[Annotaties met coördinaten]

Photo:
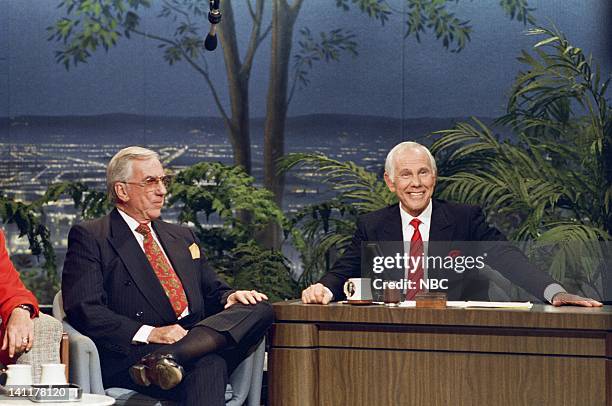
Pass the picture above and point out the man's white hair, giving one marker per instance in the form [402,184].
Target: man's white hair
[120,167]
[401,147]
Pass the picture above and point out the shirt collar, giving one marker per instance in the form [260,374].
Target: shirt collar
[131,222]
[424,217]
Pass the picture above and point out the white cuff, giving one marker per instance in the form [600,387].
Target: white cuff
[551,290]
[142,335]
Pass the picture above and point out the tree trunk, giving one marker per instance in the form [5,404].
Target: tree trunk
[283,20]
[238,88]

JOUW OPDRACHT: Geef alle gegevens hierboven weer als CSV met twee kolommen, invoer en uitvoer, met per rij een tekst en het bijbehorende antwoord. Zet elk veld tussen aanhalingstekens, vervang regeleinden door spaties en laat de afbeeldingen weg.

RESULTAAT HIERONDER:
invoer,uitvoer
"Photo: Pass the picture above and point out the man's white hair, giving one marker per instance in the form [402,184]. Target: man's white hair","[120,167] [401,147]"
"Pass the picture above and point out the shirt collar, giving one marker per instance in the form [260,374]. Target: shirt collar","[131,222] [424,217]"
"Pass the picture above and point out the white cuff, giving one marker per instance in the form [600,387]. Target: white cuff","[551,290] [142,335]"
"Pass the picture above and point out the tree trunk, giving one marker per instance in the form [5,404]. Target: tree trunk","[283,20] [238,88]"